— Text excerpt —
>> start
Texture3D usable in Fragment Shader


I dont even remember why I templated it :stuck_out_tongue:

did you try just using ofxVolumetrics example?

That kind of visual artifact usually happens when you are using the incorrect stride -how many bytes each pixel uses-. There’s not much to do about it in the shader so I would guess that it has to do with how you are allocating the memory in the texture.

Oh my friend thanks for the hint, that helped a lot !

I actually saw that there was multiple way to load the data on a texture3d, and one takes ofPixels& and determine automatically the format to apply.

So by changing the loop to loadData to :

	for (int z = 0; z < volDepth; z++) {
// We don't event need the intermediate volumeData array

It actually load correctly the images as a texture3d and then it can be passed to the fragment shader and correctly interpreted !

Quick view : https://video.twimg.com/ext_tw_video/1270100564114845698/pu/vid/1280x720/FpdHClxJNZOzV32c.mp4

Thanks a lot ! I owe you a beer :stuck_out_tongue:

1 Like

Superb. Yes, that addon is quite nice.
The video perfectly japanese duality (which I love) where you have very peaceful things(as the images) and absolutely crazy ones (the music). :smiley:

No worries.

1 Like

I am trying to use @totetmatt 's code as a starting point for working with texture3d. As I am on a mac, I understand the max GL-Version I can set OF to is 4.1 (@totetmatt is using 4.5).

On compiling I get the warning “extension ‘GL_ARB_texture_rectangle’ is not supported”. Apart from that everything seems to compile and run fine, except that nothing from the image composite from the texture3D is displayed.

I can confirm the shader seems to be running (apart from the images not being displayed) by modifying the last line of the fragment shader from



outputColor=vec4(t,1.) + vec4(uv,-uv);

Which gives shows me a slowly rotating color gradient.

Any pointers on how I could get this to work? I am using Tim Scaffidis branch of ofxVolumetrics.
>> end
(Items from a dataset)
>> start
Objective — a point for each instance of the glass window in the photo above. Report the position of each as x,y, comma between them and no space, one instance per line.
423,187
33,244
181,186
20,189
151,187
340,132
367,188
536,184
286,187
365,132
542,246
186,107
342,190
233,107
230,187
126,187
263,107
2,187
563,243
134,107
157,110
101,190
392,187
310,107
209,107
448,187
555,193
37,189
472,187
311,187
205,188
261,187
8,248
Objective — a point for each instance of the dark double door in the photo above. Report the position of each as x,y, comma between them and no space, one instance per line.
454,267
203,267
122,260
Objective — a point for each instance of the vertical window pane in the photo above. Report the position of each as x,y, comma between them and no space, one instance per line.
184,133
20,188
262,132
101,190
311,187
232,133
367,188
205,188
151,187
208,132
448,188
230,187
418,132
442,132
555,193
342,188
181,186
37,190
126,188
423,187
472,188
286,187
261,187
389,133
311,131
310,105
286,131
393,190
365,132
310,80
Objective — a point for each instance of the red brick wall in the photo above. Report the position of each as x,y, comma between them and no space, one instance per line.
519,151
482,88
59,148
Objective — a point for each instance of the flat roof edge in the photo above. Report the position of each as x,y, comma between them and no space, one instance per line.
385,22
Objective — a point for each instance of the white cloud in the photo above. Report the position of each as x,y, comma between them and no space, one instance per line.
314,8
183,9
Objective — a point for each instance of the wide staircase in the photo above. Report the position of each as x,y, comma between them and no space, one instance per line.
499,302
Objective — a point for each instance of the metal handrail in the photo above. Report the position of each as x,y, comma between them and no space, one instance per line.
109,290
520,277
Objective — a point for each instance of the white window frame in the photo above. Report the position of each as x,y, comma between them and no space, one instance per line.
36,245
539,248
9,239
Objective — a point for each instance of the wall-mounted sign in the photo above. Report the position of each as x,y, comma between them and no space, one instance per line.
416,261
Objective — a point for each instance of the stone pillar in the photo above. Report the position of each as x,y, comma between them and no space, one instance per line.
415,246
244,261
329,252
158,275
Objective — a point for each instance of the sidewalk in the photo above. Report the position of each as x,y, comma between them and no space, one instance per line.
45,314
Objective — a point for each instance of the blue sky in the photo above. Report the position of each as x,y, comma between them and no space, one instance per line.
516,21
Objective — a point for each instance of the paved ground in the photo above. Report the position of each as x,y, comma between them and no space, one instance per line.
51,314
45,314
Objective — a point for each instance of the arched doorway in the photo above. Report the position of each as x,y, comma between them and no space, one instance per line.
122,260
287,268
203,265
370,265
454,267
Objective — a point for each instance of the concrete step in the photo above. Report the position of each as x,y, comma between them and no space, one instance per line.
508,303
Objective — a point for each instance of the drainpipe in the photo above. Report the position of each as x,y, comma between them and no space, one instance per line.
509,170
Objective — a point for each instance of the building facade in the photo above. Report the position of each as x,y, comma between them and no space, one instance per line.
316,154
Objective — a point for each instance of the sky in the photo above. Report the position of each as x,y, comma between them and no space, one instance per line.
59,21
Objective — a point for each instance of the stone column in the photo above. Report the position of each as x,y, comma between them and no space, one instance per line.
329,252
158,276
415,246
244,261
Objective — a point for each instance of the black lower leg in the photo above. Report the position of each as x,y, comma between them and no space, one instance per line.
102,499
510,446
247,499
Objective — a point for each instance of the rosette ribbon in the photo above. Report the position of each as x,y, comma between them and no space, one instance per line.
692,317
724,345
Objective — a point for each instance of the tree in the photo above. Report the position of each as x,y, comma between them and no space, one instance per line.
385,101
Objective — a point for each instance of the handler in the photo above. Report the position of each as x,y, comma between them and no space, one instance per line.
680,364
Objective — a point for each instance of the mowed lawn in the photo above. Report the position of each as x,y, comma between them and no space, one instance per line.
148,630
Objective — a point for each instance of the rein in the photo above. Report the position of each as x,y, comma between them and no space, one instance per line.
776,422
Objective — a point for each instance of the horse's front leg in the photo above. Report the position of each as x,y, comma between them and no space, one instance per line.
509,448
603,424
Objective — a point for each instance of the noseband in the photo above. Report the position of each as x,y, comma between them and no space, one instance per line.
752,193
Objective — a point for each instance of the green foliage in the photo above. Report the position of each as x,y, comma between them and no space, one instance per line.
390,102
>> end
— Do this —
In the Texture3D forum thread, what warning does the poster working on a Mac receive when compiling?

— Response below —
The warning states that extension "GL_ARB_texture_rectangle" is not supported.